• _WHAT THE TASK REQUIRES_: Each record that follows should be repeated exactly, minus any images.

• _INPUT RECORDS_:
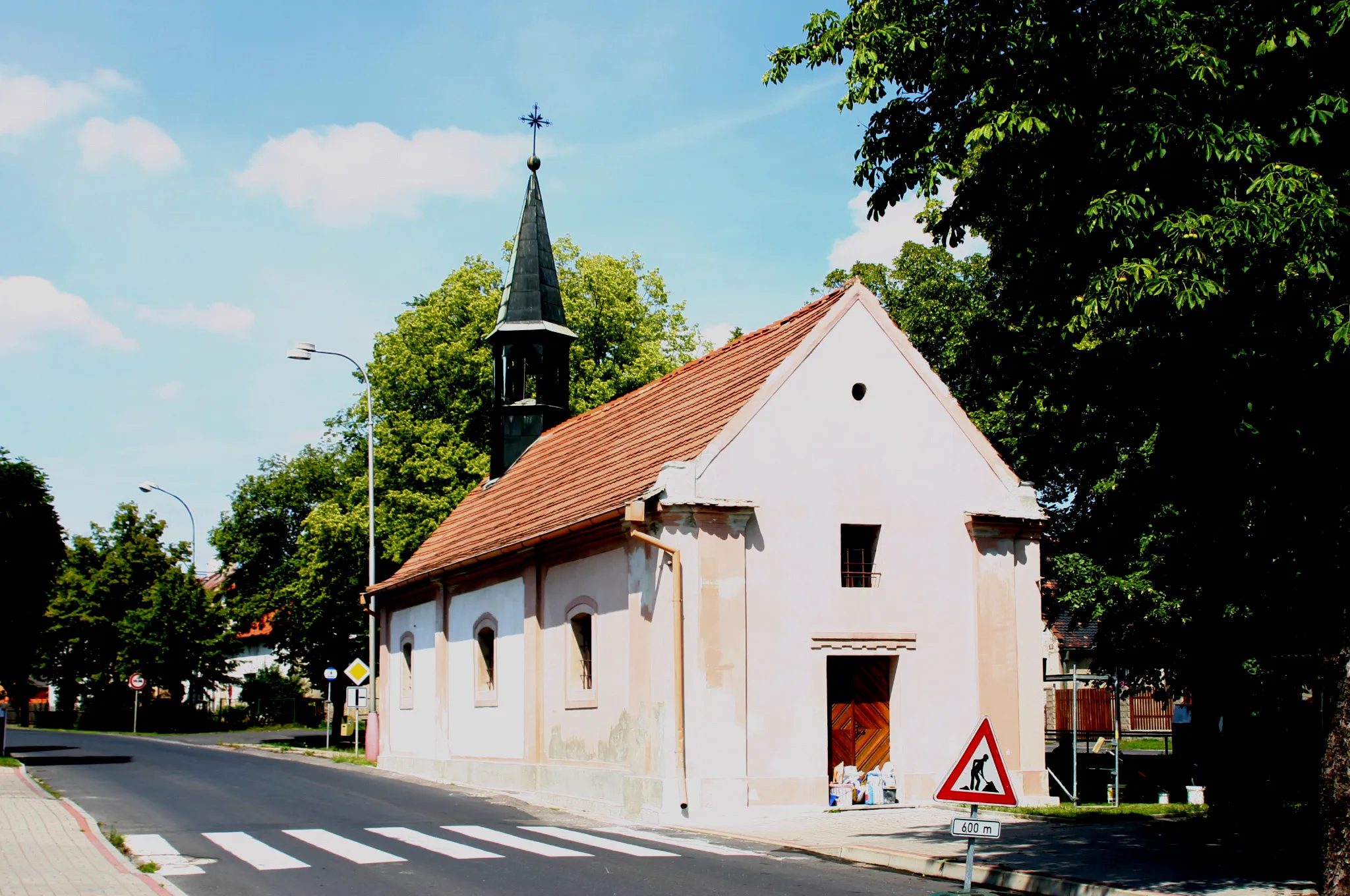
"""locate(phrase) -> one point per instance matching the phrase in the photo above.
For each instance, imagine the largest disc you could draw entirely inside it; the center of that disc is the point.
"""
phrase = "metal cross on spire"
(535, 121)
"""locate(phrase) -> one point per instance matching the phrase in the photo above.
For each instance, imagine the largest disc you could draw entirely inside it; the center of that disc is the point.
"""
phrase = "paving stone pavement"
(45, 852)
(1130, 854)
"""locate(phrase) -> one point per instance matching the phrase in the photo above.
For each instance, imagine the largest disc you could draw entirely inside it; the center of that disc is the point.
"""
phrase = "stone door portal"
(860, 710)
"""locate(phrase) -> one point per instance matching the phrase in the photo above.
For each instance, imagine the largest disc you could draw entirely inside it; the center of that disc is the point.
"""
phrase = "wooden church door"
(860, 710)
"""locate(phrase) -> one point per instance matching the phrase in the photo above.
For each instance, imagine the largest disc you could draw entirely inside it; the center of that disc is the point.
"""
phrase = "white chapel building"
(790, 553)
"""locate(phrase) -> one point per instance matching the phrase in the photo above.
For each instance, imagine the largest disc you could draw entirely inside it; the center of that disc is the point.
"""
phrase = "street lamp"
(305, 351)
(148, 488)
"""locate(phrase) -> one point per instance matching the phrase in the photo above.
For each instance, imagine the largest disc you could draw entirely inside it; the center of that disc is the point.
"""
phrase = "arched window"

• _ANSWER_:
"""locate(phrase) -> one point per instance matching the phrase in the photo above.
For each instance, imagine the largest disc you could draw entirely inside it; the center of that disc is the point.
"""
phrase = "metal cross on spire"
(535, 121)
"""locate(phrase) -> one point per instance matching the phrase in the photo above.
For each instance, imagine the largest disc you could draw entirely inside it; the center of that disc is the point.
"""
phrase = "paving stone pavement"
(45, 852)
(1130, 854)
"""locate(phrase) -> one point per instance matching the phrase in the photo above.
For each instance, imagine the largest disc you could draw entirely inside it; the center of that disc is the point.
"""
phrase = "stone door portal"
(860, 710)
"""locate(phrase) -> one point per instance matching the phrase in the photo above.
For each instance, imagine the largest disc you could draw entirely inside it; the center of that disc is the point.
"""
phrase = "wooden church door"
(860, 710)
"""locate(phrase) -> one point per instance matching the phrase in the photo above.
For each instance, imagine the largest disc you could draw entirely inside it; the center of that disc is the point.
"""
phrase = "white chapel building"
(790, 553)
"""locate(phrase) -> one point per instance matching the phrase in the photo above.
For each instance, imagine the largest disc you could draw entirely inside it; the center of that disc is the point.
"""
phrase = "street lamp"
(305, 351)
(148, 488)
"""locate(phrase) -> one point per instance matching the phrase in the photo above.
For each instance, imagine the largest disc you could draw entirely inside it; the center of that disc is the point.
"""
phrase = "arched window"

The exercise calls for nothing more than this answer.